— BEGIN SELECTED EXCERPT —

Personally it sounds to me like you would have us put together your own personal Tackle Show. Your statments are unfounded and uncalled for. People on this forum help with answers, knowledge and skills everyday. With that said I have idea that will make us all feel better.

*I nominate Deadly Dick* to take control of and organize our first annual P&S tackle show & members help workshop. Do I have a second on the motion?

I agree with you 100% DD it would be a great time and I would be the first one waiting to attend your event. Will it be this spring? Give me a place and time, I'll be there my friend, welcome to the board....Tightlines, Hat80


----------



## catman (May 28, 2001)

— END SELECTED EXCERPT —
— BEGIN EXTRACTED INFORMATION —

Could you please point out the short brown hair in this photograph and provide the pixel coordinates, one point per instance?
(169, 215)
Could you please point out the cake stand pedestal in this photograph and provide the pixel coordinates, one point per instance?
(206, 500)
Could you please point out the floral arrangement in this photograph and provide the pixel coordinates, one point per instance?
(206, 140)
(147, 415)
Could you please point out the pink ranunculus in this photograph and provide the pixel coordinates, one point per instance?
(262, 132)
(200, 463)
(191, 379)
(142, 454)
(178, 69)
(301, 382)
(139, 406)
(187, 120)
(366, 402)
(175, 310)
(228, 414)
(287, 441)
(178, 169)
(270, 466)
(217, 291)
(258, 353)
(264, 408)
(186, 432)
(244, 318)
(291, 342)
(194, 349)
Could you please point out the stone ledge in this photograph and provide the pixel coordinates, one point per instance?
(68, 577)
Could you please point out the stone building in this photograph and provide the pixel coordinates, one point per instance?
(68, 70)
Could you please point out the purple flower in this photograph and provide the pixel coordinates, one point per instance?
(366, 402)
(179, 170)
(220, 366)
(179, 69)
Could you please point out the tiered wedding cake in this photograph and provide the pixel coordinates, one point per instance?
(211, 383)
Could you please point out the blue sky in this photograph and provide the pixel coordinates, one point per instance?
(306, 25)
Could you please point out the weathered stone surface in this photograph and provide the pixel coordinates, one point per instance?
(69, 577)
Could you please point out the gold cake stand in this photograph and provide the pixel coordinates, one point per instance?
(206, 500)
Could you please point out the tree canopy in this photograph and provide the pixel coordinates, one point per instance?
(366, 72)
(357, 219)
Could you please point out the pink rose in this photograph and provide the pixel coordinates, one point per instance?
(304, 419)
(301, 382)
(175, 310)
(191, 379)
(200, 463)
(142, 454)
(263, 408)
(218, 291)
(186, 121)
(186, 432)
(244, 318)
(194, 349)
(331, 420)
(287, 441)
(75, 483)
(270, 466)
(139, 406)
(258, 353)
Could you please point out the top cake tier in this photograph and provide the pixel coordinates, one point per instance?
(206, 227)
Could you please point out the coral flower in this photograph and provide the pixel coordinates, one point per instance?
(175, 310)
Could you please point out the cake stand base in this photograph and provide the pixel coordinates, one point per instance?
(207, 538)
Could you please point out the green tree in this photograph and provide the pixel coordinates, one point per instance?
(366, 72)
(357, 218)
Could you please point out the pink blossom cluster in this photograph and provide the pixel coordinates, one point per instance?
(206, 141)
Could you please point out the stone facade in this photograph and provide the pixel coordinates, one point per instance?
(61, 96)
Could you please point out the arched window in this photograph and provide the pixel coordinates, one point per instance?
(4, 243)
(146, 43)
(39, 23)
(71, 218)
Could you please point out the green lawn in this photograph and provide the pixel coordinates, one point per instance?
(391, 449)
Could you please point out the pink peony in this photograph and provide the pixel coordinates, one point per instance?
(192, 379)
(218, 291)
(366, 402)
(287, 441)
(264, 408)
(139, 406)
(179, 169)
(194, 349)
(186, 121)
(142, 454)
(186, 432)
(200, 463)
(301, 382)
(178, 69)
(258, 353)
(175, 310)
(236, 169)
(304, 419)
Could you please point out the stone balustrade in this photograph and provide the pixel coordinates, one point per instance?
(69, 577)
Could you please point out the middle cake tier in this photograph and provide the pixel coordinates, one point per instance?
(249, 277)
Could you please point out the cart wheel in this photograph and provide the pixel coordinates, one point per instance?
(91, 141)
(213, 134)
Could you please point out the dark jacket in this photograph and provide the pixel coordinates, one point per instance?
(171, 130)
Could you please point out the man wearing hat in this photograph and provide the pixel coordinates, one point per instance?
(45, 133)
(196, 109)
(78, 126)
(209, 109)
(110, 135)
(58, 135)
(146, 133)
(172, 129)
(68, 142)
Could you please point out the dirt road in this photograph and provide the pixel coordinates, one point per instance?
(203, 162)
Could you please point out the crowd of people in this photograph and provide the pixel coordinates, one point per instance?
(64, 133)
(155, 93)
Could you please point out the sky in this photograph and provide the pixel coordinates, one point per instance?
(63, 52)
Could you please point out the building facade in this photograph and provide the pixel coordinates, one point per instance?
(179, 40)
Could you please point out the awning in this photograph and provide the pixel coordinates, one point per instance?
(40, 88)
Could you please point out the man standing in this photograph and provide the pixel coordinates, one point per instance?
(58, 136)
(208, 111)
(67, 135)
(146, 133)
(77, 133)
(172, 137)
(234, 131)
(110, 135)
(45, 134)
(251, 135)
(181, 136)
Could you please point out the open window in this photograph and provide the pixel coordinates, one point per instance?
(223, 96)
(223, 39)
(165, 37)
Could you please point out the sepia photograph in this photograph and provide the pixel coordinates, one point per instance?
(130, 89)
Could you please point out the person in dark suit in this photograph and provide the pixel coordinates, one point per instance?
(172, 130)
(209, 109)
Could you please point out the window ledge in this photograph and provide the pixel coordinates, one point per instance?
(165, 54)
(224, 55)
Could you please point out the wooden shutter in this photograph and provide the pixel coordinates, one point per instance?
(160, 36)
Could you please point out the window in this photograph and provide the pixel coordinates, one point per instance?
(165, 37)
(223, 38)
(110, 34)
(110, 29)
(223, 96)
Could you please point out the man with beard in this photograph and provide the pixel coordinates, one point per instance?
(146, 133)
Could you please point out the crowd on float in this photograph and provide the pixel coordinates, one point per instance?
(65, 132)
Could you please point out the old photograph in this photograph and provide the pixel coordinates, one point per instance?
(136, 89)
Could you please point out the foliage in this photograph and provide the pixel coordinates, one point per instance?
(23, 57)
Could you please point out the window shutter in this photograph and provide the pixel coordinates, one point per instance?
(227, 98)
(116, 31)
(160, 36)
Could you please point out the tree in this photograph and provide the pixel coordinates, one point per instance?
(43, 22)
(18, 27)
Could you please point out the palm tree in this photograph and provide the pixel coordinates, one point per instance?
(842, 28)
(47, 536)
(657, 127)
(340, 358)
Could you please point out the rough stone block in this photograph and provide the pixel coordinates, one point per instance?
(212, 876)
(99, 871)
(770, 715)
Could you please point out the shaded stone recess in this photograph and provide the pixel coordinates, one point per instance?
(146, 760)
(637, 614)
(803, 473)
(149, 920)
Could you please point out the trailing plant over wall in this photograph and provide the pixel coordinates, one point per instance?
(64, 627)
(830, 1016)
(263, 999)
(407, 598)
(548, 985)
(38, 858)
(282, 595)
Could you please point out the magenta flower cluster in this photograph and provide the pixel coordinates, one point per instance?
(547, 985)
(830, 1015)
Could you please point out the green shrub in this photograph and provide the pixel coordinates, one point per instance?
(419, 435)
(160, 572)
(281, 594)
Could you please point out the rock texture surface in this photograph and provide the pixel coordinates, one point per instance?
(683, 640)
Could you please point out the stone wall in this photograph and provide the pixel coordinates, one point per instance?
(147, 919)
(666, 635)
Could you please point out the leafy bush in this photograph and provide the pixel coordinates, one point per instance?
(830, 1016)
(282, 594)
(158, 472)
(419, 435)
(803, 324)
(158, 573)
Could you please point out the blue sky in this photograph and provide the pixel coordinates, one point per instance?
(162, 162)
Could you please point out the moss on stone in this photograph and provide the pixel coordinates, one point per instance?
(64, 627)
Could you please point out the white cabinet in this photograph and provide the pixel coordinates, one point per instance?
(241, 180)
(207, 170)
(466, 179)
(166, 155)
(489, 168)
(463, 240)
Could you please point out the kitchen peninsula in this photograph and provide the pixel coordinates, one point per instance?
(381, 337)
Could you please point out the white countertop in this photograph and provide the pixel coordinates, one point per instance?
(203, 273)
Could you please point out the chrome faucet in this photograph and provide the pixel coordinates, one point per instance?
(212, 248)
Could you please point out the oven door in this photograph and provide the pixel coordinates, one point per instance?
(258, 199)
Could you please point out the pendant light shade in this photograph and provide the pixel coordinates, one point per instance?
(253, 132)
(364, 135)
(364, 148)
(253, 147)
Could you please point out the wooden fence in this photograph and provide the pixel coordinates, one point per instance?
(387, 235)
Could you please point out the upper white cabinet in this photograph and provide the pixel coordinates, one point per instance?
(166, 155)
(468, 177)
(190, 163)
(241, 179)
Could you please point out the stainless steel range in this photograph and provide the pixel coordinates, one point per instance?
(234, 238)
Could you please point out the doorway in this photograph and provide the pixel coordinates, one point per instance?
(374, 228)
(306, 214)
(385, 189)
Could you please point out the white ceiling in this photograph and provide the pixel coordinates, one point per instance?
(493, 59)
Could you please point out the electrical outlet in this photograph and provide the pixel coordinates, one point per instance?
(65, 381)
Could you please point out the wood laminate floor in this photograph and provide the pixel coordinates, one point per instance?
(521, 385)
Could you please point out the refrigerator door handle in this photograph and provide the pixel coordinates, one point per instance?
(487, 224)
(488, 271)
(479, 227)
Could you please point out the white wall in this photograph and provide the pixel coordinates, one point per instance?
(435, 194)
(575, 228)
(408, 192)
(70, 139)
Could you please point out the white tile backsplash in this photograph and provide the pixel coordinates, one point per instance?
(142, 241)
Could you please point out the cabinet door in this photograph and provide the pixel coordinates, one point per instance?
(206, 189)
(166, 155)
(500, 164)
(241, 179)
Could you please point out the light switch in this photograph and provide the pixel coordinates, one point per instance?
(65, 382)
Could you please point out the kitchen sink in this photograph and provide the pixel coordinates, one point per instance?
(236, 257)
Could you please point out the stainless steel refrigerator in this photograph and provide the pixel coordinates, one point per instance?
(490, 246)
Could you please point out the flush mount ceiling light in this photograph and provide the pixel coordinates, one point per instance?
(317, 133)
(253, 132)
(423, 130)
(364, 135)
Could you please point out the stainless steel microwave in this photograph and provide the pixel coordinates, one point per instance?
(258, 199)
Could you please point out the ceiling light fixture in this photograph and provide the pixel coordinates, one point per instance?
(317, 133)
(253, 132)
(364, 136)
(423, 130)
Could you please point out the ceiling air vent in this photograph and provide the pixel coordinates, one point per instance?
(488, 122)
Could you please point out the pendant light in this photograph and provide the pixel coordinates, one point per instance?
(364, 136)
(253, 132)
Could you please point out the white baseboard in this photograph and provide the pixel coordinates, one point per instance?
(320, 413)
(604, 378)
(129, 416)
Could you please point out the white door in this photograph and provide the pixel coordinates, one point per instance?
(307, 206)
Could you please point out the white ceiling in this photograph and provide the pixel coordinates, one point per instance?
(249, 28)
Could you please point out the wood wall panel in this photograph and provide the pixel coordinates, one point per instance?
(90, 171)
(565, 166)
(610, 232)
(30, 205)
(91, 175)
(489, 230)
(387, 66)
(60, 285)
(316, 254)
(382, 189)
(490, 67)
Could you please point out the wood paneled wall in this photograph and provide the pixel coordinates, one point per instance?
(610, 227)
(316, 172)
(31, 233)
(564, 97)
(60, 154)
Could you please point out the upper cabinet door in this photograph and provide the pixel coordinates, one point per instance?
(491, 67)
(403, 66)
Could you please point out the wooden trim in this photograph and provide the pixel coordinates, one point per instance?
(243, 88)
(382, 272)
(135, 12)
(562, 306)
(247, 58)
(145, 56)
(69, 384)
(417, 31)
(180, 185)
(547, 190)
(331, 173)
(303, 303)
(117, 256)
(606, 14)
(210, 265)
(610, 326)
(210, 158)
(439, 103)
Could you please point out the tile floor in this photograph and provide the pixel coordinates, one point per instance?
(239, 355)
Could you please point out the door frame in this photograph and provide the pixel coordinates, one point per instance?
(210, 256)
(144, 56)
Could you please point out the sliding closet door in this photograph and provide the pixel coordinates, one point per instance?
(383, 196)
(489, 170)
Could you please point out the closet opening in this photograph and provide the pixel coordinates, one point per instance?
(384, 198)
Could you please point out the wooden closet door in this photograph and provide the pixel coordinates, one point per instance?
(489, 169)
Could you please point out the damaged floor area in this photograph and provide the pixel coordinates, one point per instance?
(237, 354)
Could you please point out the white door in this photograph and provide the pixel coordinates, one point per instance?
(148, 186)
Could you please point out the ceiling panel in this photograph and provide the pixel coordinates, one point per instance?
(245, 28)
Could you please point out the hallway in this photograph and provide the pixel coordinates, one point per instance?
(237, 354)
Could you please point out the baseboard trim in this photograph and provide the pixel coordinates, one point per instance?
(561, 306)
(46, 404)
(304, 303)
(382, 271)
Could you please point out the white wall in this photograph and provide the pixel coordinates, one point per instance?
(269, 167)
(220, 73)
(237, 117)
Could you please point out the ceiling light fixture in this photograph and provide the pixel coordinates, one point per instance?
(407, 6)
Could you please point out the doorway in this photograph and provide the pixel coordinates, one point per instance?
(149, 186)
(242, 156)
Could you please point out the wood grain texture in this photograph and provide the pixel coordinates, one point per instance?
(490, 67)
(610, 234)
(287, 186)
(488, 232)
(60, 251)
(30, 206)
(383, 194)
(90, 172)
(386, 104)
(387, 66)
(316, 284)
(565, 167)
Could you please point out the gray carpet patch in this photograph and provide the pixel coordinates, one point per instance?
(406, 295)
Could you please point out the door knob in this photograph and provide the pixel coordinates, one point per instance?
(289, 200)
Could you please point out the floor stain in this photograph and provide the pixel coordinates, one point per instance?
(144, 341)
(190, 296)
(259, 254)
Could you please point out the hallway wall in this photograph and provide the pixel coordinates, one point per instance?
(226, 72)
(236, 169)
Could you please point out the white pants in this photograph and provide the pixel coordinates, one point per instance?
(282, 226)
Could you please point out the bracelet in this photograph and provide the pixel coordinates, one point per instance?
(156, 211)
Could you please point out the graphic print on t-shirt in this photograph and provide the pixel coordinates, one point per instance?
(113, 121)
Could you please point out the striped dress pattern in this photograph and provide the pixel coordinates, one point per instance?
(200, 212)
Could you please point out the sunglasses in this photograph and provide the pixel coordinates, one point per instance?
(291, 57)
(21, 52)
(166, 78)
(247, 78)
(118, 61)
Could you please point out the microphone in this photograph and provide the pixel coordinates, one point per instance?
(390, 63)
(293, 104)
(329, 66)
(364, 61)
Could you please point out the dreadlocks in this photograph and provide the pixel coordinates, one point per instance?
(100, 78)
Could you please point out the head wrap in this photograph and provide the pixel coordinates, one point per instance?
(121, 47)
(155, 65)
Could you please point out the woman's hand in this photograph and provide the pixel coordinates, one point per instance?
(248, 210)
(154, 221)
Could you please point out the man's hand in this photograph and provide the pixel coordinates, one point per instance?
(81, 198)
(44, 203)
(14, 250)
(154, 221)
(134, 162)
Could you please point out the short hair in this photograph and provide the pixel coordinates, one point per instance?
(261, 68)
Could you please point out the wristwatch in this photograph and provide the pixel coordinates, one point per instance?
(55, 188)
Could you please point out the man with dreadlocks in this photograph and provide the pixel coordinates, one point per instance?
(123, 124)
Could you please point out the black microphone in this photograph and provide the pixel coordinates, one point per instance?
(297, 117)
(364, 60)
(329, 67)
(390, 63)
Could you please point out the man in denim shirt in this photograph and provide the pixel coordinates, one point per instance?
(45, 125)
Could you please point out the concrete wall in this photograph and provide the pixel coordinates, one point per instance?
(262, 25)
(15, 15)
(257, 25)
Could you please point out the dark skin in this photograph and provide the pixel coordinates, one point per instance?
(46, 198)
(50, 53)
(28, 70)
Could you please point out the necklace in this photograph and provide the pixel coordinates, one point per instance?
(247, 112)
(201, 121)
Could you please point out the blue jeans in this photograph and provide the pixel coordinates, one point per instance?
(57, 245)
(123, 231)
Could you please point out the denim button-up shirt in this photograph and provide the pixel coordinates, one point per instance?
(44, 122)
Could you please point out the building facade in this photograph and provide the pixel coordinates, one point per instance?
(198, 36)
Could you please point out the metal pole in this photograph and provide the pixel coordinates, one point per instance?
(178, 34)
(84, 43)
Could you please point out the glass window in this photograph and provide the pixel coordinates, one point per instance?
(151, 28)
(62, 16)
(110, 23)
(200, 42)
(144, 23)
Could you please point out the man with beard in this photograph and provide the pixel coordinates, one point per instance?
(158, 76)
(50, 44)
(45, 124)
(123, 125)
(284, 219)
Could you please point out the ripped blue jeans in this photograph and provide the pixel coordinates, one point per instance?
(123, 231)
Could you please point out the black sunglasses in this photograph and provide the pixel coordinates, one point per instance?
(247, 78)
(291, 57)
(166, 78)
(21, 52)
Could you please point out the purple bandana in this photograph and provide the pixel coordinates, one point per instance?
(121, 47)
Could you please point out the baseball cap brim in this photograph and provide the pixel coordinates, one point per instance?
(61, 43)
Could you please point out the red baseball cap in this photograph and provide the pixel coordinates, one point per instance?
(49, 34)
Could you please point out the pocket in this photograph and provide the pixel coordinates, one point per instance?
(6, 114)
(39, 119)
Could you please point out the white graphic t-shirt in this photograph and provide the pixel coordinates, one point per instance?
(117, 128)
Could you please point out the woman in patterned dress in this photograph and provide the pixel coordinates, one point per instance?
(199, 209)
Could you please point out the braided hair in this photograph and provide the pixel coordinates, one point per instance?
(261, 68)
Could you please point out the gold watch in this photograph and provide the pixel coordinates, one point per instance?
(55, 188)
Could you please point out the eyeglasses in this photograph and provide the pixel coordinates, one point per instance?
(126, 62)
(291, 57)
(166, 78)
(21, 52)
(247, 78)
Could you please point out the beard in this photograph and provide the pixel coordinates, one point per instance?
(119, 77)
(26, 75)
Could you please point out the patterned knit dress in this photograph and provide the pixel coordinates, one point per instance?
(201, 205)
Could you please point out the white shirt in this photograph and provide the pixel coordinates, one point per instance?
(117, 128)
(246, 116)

— END EXTRACTED INFORMATION —

=== WRITTEN PROBLEM ===
Extend the forum thread about the proposed tackle show, picking up right after its final line.

=== RESULT OF THIS EXERCISE ===
DD...First off welcome to the forum, you've already been noticed. Heck, I was on the forum for almost a year before anyone knew who I was. I think you may have the wrong impression as to what we are about. We're about helping each other out whether it be fishing related or not. There's a lot that goes on behind the scene that nobody ever hears about but the bottom line is that it's about friendship. The clean up part of our get togethers is incidental, we're there to enjoy each other's company. Although the larger get togethers only happen every three months or so, many of us fish together on almost a weekly basis. You're probably right about the DNR as a whole not caring about our efforts but we do and I know that the individual DNR officers appreciate what we do. So again, welcome to the forum and I look forward to fishing with you in the spring.

BTW, I don't know about the rest of you folks but I need that 
Warm - Fuzzy feeling sometimes. 

Catman.


----------



## Sandcrab (Mar 20, 2002)

Deadly Dick said:


> *... Sandy Point has a clean up crew that goes through the place on a regular basis and a huge tractor that rakes and cleans the sand on a daily basis.
> 
> ...So let me get this straight. You want me to VOLUNTEER to PAY to get into a STATE PARK which is ALREADY PAID for with MY STATE TAXES and clean up after the state crew goes through. I just don't get it.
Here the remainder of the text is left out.